** Opening EXERCISE TEXT block **

Alderman of the Sydney City Council
- In office 1 December 1883 – 20 November 1898
- Succeeded by: William Dymock
- Constituency: Macquarie Ward

Personal details
- Born: 18 March 1839 Sydney, Colony of New South Wales
- Died: 17 December 1899 (aged 60) Rooty Hill, Colony of New South Wales
- Party: Free Trade Party
- Relatives: Marshall Burdekin (Brother) Alexander Hay (Son-in-law)

= Sydney Burdekin =

Australian politician (1839–1899)

Sydney Burdekin (18 February 1839 - 17 December 1899) was an Australian politician.

He was born in Sydney to merchant Thomas Burdekin and Mary Ann Bossley. He was educated at Darlinghurst and graduated from the University of Sydney in 1859 with a Bachelor of Arts. He became a solicitor's clerk, but apparently did not become a solicitor, instead becoming a pastoralist in northern New South Wales and Queensland. On 24 January 1872 he married Catherine Byrne, with whom he had eight children.

He was elected to the New South Wales Legislative Assembly as the member for Tamworth at the 1880 election, but he was defeated at the 1882 election contesting South Sydney. Having moved to Sydney, he was elected to Sydney City Council in 1883; he would serve on that council until 1898. In 1884 he was returned to the Assembly via the by-election for East Sydney. He was Mayor of Sydney from 1890 to 1891, when he retired from the Assembly; however, he won the 1892 by-election for Hawkesbury, but was defeated again in 1894. A Free Trader, he also served as director of Sydney Hospital from 1878 to 1899.

** Closing EXERCISE TEXT block **

- [WHAT TO DO]:
(a) Set down the Burdekin biography word for word, everything from "He was born" down to "had eight children.".
(b) Name every New South Wales Legislative Assembly electorate mentioned in the Burdekin biography.

** Opening DATA EXTRACT block **

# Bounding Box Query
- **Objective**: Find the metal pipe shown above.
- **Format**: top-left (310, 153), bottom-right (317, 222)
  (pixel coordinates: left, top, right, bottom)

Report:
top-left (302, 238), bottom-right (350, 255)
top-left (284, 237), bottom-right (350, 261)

** Closing DATA EXTRACT block **

- [RESPONSES]:
(a)
He was born in Sydney to merchant Thomas Burdekin and Mary Ann Bossley. He was educated at Darlinghurst and graduated from the University of Sydney in 1859 with a Bachelor of Arts. He became a solicitor's clerk, but apparently did not become a solicitor, instead becoming a pastoralist in northern New South Wales and Queensland. On 24 January 1872 he married Catherine Byrne, with whom he had eight children.

(b) Tamworth, South Sydney, East Sydney, Hawkesbury